**** 原文抜粋 ****

いよいよ登山開始!はじめは道が整備され、傾斜もゆるやかなため拍子抜けするかもしれません。ですがほどなく雪渓(雪がとけずに残っている場所)が現れ、ここが高所であることを実感することでしょう。雪渓はすべりやすいので、焦らずゆっくりと。他の人が通っていないフカフカなところを通ると、靴の中に雪が入って不快な思いをすることになるかもしれませんので気をつけてください。替えの靴下があると安心ですね。7月よりは8月のほうが雪渓の数は減りますが、踏み固められてより滑りやすくなるところが出てきますので、注意が必要です。

****

作業指示:
1 – 上の原文抜粋では、雪渓はどういう場所だと説明されているか。
2 – 上の原文抜粋の一部を、「いよいよ登山開始!はじめは道」という語句を含むところから始め、「きますので、注意が必要です。」の後で終えて、一字も変えずに出力してください。

**** 項目一覧 ****

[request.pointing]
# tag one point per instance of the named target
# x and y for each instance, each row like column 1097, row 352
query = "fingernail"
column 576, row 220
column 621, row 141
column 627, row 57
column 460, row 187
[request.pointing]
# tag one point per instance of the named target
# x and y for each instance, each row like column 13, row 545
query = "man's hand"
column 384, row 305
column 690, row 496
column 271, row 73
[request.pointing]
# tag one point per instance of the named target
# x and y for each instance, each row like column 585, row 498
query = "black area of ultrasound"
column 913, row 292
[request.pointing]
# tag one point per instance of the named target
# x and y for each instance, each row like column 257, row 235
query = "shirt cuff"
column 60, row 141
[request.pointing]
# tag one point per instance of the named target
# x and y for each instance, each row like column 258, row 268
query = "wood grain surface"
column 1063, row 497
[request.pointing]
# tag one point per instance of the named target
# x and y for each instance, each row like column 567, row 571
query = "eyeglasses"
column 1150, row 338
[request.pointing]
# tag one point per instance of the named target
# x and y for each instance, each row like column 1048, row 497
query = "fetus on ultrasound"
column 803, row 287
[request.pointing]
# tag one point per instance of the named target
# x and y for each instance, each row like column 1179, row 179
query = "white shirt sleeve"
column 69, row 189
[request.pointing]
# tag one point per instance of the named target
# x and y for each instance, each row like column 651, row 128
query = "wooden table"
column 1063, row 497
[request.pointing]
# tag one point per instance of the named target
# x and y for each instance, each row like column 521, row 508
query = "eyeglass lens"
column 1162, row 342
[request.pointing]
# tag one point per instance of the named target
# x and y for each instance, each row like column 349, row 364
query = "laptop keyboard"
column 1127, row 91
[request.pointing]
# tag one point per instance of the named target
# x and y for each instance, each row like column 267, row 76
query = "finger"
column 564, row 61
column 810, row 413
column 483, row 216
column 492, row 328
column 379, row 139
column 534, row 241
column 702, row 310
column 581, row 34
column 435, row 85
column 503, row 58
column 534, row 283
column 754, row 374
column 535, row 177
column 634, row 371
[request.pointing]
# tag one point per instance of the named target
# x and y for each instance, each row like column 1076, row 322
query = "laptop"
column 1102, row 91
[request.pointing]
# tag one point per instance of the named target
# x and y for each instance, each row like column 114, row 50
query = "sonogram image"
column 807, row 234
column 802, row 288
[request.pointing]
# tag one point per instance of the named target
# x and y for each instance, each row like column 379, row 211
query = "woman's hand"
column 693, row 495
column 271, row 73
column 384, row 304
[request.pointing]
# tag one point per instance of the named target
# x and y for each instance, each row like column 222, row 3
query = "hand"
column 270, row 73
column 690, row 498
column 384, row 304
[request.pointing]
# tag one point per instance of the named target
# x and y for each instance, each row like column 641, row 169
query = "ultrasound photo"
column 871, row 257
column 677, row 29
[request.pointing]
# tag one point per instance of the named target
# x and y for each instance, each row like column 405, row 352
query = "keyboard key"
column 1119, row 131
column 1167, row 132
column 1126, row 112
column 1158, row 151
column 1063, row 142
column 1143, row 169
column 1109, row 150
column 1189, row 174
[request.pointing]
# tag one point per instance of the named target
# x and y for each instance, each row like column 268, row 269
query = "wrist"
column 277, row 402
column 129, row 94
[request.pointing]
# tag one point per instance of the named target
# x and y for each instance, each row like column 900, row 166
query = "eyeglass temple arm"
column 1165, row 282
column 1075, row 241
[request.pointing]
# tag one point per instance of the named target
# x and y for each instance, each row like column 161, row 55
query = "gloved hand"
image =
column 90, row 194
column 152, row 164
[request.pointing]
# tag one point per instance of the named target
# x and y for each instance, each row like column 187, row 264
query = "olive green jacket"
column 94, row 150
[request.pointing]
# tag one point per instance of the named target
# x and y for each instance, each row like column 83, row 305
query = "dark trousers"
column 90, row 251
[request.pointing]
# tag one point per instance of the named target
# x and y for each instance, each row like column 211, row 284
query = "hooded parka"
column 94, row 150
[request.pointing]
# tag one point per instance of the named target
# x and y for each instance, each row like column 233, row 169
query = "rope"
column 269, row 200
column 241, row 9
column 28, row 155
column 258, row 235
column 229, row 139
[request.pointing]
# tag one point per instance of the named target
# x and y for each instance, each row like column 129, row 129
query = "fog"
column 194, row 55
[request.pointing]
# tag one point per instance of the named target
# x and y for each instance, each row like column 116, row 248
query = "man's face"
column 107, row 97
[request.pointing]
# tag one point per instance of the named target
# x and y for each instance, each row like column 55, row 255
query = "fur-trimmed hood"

****

各作業の出力:
1 – 雪がとけずに残っている場所。

2 –
いよいよ登山開始!はじめは道が整備され、傾斜もゆるやかなため拍子抜けするかもしれません。ですがほどなく雪渓(雪がとけずに残っている場所)が現れ、ここが高所であることを実感することでしょう。雪渓はすべりやすいので、焦らずゆっくりと。他の人が通っていないフカフカなところを通ると、靴の中に雪が入って不快な思いをすることになるかもしれませんので気をつけてください。替えの靴下があると安心ですね。7月よりは8月のほうが雪渓の数は減りますが、踏み固められてより滑りやすくなるところが出てきますので、注意が必要です。